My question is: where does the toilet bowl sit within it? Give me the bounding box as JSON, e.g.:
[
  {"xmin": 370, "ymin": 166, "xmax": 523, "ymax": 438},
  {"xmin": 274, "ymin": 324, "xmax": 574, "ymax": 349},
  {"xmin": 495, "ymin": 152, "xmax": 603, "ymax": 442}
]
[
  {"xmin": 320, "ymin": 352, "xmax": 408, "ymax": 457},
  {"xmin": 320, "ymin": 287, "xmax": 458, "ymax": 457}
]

**TASK DIRECTIONS:**
Faithfully reproduce all of the records, character for character.

**OUTPUT OF THE TASK:**
My question is: where does the toilet bowl sit within it? Give me the bounding box as JSON, e.g.:
[
  {"xmin": 370, "ymin": 166, "xmax": 523, "ymax": 438},
  {"xmin": 274, "ymin": 324, "xmax": 574, "ymax": 349},
  {"xmin": 495, "ymin": 152, "xmax": 603, "ymax": 442}
]
[
  {"xmin": 320, "ymin": 352, "xmax": 408, "ymax": 457},
  {"xmin": 320, "ymin": 287, "xmax": 458, "ymax": 457}
]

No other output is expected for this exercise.